GIVEN EXERCISE:
From the records below, pull out every line from the one containing "row of crops?" down to the one containing "135), (89, 135)]", with both of those lines included, and reproduce them without any change.

INFORMATION GIVEN:
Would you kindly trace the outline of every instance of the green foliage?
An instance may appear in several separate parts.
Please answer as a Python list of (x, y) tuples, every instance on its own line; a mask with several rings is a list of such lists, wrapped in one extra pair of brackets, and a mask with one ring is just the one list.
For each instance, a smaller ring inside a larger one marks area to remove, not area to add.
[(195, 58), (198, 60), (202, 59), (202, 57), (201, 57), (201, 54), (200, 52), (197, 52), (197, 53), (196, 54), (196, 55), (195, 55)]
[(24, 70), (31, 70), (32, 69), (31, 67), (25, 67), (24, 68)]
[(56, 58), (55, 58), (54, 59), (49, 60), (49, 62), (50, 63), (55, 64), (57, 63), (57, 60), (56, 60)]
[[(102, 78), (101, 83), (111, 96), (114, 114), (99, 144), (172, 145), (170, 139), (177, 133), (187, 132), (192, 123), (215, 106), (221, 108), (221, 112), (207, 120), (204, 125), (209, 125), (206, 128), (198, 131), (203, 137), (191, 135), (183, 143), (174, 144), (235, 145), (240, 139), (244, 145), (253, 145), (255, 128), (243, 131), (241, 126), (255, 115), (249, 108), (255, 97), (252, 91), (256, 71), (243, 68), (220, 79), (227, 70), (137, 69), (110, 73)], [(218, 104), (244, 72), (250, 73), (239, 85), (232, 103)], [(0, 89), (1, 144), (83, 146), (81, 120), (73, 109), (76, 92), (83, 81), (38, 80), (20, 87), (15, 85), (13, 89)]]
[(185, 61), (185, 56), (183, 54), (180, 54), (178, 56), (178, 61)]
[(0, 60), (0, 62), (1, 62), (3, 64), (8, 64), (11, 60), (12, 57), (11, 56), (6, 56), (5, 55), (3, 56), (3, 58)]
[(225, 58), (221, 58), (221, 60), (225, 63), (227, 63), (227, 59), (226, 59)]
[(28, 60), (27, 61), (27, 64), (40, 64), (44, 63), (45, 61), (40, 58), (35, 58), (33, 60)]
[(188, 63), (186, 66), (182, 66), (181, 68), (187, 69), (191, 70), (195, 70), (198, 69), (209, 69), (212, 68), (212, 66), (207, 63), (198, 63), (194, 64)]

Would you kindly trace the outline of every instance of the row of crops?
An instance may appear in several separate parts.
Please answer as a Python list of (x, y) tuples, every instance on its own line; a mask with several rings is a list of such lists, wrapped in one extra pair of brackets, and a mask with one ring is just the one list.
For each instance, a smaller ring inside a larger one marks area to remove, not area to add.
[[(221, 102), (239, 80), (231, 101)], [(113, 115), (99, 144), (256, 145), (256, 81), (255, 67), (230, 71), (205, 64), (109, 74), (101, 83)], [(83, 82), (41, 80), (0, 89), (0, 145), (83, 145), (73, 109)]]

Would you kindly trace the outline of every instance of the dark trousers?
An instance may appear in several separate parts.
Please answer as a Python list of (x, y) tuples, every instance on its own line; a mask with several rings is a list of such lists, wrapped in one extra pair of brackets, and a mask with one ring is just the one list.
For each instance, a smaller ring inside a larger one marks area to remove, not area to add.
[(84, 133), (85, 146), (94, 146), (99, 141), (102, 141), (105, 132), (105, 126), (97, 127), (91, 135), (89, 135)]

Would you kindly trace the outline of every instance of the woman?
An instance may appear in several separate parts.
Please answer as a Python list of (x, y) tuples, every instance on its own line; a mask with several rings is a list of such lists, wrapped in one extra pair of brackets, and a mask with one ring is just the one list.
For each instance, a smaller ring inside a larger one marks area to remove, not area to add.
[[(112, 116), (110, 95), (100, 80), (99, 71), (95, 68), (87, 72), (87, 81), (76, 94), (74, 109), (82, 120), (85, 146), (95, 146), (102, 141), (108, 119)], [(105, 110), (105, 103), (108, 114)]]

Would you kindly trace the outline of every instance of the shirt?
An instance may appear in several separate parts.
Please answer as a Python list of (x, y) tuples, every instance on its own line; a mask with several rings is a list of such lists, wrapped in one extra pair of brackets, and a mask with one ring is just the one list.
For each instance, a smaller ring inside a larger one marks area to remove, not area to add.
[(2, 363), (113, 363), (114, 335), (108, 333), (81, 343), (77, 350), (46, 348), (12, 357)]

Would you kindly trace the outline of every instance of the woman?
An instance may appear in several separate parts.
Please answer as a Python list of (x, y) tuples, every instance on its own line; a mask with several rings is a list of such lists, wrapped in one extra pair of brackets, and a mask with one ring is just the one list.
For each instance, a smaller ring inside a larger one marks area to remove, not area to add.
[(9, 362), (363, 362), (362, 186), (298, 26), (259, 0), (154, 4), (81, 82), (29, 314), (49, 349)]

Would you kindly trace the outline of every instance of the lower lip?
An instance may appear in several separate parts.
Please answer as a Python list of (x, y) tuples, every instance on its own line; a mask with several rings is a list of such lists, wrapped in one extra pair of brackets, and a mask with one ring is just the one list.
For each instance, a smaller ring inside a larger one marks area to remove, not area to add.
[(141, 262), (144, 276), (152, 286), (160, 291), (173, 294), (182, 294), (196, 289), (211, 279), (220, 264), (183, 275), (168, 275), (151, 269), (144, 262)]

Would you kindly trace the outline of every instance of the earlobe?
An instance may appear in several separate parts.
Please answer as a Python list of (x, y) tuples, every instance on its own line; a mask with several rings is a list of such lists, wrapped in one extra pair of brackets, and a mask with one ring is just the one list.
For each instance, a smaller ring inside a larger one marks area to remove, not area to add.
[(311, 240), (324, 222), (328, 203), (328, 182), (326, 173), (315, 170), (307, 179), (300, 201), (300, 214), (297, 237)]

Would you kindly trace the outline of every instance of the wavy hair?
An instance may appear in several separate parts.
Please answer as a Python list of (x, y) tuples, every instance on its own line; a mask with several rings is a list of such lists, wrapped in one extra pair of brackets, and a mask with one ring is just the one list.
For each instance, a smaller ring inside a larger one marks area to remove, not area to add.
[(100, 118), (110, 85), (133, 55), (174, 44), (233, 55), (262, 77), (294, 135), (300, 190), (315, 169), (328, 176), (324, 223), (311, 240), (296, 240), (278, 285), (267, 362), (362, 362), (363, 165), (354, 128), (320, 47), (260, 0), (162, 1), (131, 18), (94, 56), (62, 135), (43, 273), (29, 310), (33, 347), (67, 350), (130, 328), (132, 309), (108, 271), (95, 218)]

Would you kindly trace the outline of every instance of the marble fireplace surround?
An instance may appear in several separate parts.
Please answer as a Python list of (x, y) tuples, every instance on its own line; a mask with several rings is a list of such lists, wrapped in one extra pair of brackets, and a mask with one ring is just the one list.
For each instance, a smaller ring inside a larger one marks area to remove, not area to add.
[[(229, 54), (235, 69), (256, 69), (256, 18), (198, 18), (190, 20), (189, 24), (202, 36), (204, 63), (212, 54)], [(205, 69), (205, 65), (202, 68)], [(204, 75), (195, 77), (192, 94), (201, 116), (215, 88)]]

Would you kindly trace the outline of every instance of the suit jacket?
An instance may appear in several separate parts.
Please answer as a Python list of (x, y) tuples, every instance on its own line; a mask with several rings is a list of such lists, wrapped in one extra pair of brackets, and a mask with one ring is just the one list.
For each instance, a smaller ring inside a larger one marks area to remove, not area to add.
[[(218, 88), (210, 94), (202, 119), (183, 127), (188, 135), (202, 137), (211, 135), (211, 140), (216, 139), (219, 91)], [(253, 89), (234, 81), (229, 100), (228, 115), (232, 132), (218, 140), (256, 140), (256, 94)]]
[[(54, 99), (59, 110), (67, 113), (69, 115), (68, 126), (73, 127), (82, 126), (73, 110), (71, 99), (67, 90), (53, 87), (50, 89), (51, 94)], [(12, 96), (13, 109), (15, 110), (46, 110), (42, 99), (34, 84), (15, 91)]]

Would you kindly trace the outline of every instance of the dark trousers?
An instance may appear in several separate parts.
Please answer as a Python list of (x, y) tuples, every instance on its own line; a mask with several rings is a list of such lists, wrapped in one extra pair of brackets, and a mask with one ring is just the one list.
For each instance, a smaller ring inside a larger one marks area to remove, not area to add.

SOLUTION TO THE EXERCISE:
Would you kindly trace the outline of every instance of the row of crops?
An instance may appear in several separate parts.
Please answer as a Python list of (x, y) tuples, every instance on its own line; a mask with several rings is a list of such lists, wrapped in one extra pair of brackets, and a mask with one ring is just the one list.
For each instance, a smaller ring inside a larger one marks area to remove, not area to add.
[[(221, 102), (239, 80), (231, 101)], [(113, 115), (99, 144), (256, 145), (256, 81), (255, 67), (230, 71), (205, 64), (109, 74), (101, 83)], [(83, 82), (41, 80), (0, 89), (0, 145), (83, 145), (73, 109)]]

Would you kindly trace the outline of every instance of the dark trousers?
An instance may appear in several separate parts.
Please answer as a Python list of (x, y) tuples, every instance on its own line; a mask with several rings is a list of such lists, wrapped in one extra pair of brackets, and a mask with one ring is just the one list.
For each instance, a smaller ring inside a larger one marks area to remove, not area to add.
[(84, 133), (85, 146), (94, 146), (99, 141), (102, 141), (105, 132), (105, 126), (97, 127), (91, 135), (89, 135)]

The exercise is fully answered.